- [Exercise A] Report each line of the records below that contains the word "white".

- [Text shown]
■ ■ ■ ■

Here are the not dissimilar rules for Procter & Gamble:

  1. Plan to dominate--invest heavily to achieve leadership.
  2. Jump-start the commercial with a dramatic verbal statement of a problem ("My family wrote the book on stains!").
  3. Show the package in the first eight seconds.
  4. Demonstrate the benefit with a side-by-side competitive comparison or animated graphic.
  5. Show what you say, say what you show.
  6. Put the benefit in the visual.
  7. Connect the headline to the visual. Demonstrate the product in action.
  8. Wrap it up with a snappy tag line that mentions the brand ("Cascade. So clean it's virtually spotless!").

P& G's meetings with their agencies to review creative development are as rigid as their advertising rules. Here's an outline of a typical session:

  1. Brand Manager opens with a statement about the purpose of the meeting.
  2. Assistant Brand Manager reviews the creative objective and strategy.

■ ■ ■ ■

- [Data in this exercise]
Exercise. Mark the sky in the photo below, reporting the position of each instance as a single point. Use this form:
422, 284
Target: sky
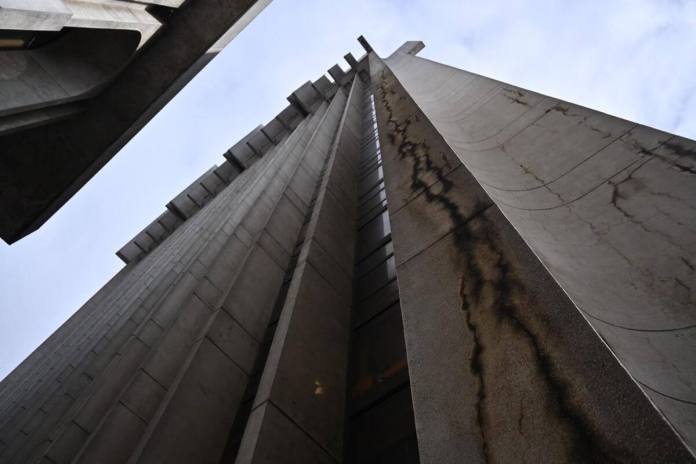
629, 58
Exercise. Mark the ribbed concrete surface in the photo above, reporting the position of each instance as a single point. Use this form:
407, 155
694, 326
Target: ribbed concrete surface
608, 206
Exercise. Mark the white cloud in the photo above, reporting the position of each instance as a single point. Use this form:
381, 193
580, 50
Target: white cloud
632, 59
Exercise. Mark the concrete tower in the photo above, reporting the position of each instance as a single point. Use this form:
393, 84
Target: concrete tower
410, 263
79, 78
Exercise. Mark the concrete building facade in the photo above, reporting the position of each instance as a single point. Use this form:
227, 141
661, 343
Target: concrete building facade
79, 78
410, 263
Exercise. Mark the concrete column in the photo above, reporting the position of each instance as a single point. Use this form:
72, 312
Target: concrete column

■ ■ ■ ■

- [Exercise B]
Answer these questions from the Procter & Gamble text above, one per line:
(i) Within how many seconds should the package be shown?
(ii) Which brand does the sample tag line mention?
(iii) Who opens a typical agency session?

- [Correct output A]
Exercise. Mark the white cloud in the photo above, reporting the position of each instance as a single point. Use this form:
Target: white cloud

- [Correct output B]
(i) Eight seconds
(ii) Cascade
(iii) The Brand Manager